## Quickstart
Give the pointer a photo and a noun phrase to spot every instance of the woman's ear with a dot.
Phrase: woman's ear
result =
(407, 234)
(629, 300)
• • •
- ACTION ITEM
Write out every entry again exactly, please, with nothing missing.

- SOLUTION TO THIS TASK
## Quickstart
Give the pointer a photo and a noun phrase to spot every instance of the woman's ear with a dot.
Phrase: woman's ear
result =
(407, 234)
(629, 300)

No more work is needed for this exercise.